Krótkie zadanie A:
Czyje zdanie przywołuje tekst o zmianach w edukacji jako podsumowanie tematu wzorców, które rodzice przekazują dzieciom?
Krótkie zadanie B:
Kontynuuj tekst o zmianach w edukacji, zaczynając od zdania, które następuje po jego ostatnim zdaniu.

Wybrany fragment:
━━━
Nie trzeba zmieniać całego programu nauczania, wystarczy dostosować sposób jego realizacji. Na przykład zamiast skupiać się wyłącznie na teorii, nauczyciele mogą zapraszać uczniów do praktycznego wykorzystania wiedzy. Można poprosić ich, by znaleźli pięć przykładów zastosowania danego zagadnienia w codziennym życiu albo zorganizować debatę, która zachęci ich do myślenia krytycznego.

Równie ważne jest zmienienie podejścia do oceniania. Jak wspomniałem wcześniej, ocenianie powinno być bardziej procesem doceniania – dostrzegania postępów ucznia, a nie jedynie wytykania mu błędów. Taka zmiana nie wymaga wielkich nakładów, ale może przynieść ogromne korzyści.

Z tego, co mówisz, wynika, że kluczową rolę odgrywają nauczyciele. Jak ich wspierać w tej zmianie?

Ważne jest zapewnienie nauczycielom odpowiednich szkoleń i narzędzi. Wielu z nich chce wspierać swoich uczniów, ale brakuje im wiedzy, jak to robić. Dlatego organizuję warsztaty, podczas których pokazuję konkretne rozwiązania – na przykład jak prowadzić rozmowy z uczniami, jak pracować nad ich samooceną czy jak zachęcać ich do odkrywania własnych talentów.

Nauczyciele muszą też poczuć, że mają prawo eksperymentować i wprowadzać zmiany. Często boją się wyjść poza schematy, bo uważają, że zostaną za to ocenieni. Dlatego potrzebne jest wsparcie nie tylko ze strony ekspertów, ale również ze strony dyrekcji i całego systemu edukacyjnego.

Mówiliśmy o nauczycielach i ich roli w zmianie podejścia do edukacji. A co z rodzicami? Jak mogą wspierać swoje dzieci w rozwoju?

Rodzice odgrywają kluczową rolę w budowaniu poczucia wartości i sprawczości u dzieci. Bardzo ważne jest, aby rodzice zastanowili się, jakie wzorce przekazują swoim dzieciom. Dzieci nie są dobre w słuchaniu nas, ale idealnie nas naśladują – to zdanie Jamesa Baldwina świetnie podsumowuje ten temat.
━━━
Zestaw wierszy:
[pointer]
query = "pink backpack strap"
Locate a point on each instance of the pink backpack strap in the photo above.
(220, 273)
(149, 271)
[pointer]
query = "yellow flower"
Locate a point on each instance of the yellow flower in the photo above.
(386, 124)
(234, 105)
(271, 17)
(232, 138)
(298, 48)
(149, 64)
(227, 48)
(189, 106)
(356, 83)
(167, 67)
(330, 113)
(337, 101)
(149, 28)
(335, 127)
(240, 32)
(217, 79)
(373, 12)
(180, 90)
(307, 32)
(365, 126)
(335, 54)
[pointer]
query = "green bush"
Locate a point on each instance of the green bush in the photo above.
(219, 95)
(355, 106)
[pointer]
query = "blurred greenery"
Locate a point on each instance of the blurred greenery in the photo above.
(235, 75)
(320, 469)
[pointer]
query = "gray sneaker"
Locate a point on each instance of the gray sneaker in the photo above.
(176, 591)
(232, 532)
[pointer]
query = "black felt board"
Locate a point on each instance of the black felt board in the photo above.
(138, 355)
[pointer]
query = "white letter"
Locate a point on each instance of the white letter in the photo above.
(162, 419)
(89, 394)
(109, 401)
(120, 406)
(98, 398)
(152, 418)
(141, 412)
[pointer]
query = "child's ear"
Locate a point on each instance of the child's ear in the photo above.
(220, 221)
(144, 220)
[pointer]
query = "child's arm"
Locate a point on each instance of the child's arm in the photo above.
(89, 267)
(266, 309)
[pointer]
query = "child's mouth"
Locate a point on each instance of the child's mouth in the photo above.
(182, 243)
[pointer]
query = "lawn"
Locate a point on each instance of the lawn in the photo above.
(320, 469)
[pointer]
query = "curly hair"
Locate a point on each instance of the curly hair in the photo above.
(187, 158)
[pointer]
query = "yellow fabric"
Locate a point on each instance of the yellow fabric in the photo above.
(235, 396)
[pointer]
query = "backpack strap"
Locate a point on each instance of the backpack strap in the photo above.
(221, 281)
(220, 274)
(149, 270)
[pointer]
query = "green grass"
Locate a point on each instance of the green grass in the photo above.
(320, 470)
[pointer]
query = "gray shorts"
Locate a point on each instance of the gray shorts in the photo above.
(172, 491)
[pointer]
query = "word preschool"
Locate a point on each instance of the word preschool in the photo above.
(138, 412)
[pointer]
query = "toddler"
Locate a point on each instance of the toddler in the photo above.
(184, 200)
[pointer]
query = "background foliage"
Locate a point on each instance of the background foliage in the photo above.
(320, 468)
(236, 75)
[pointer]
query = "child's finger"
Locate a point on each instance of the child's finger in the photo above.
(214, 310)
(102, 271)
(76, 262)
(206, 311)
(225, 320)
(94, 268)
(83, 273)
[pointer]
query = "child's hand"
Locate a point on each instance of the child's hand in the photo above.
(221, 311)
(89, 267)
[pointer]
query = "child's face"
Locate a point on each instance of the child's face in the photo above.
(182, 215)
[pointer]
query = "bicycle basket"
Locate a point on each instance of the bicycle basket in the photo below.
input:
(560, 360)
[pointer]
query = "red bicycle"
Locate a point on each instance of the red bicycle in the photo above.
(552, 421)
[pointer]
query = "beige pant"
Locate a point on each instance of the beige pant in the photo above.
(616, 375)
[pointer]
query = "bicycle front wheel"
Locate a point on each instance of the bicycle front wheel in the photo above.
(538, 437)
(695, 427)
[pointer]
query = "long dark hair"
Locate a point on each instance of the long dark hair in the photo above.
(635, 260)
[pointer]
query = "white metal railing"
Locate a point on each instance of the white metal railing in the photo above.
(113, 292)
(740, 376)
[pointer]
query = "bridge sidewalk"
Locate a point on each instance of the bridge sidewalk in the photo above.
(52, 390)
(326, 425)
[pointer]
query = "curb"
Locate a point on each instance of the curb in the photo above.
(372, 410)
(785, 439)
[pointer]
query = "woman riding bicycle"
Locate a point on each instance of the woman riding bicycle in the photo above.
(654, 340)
━━━
Wynik ćwiczenia A:
Zdanie Jamesa Baldwina.

Wynik ćwiczenia B:
Dlatego zaczynam od pracy z rodzicami nad ich własną świadomością. Często na moich warsztatach powtarzam: „Jeśli coś Cię irytuje w Twoim dziecku, to dobrze przyjrzyj się sobie, bo ktoś go tego nauczył”. To nie chodzi o obwinianie, ale o refleksję. Rodzice powinni zadawać sobie pytania: jak komunikuję się z moim dzieckiem? Jak reaguję na jego emocje? Czy moje zachowanie wzmacnia jego poczucie wartości?

To może być trudne dla wielu rodziców, zwłaszcza jeśli nie mają doświadczenia w pracy nad sobą. Jak ich do tego zachęcić?

Podkreślam, że rozwój rodzica to nie tylko korzyść dla dziecka, ale również dla niego samego. W swoich warsztatach i kursie „Prawo jazdy na rodzica” uczę rodziców, jak radzić sobie z własnymi emocjami, jak lepiej rozumieć siebie i swoje dziecko. To proces, który wymaga czasu, ale przynosi ogromne efekty.

Dla mnie kluczowe jest to, aby rodzice zrozumieli, że ich reakcje wynikają z nawyków, które mają dobre intencje, ale czasem opierają się na złych podstawach. Dlatego tak ważne jest, by pracować nad sobą i swoją świadomością.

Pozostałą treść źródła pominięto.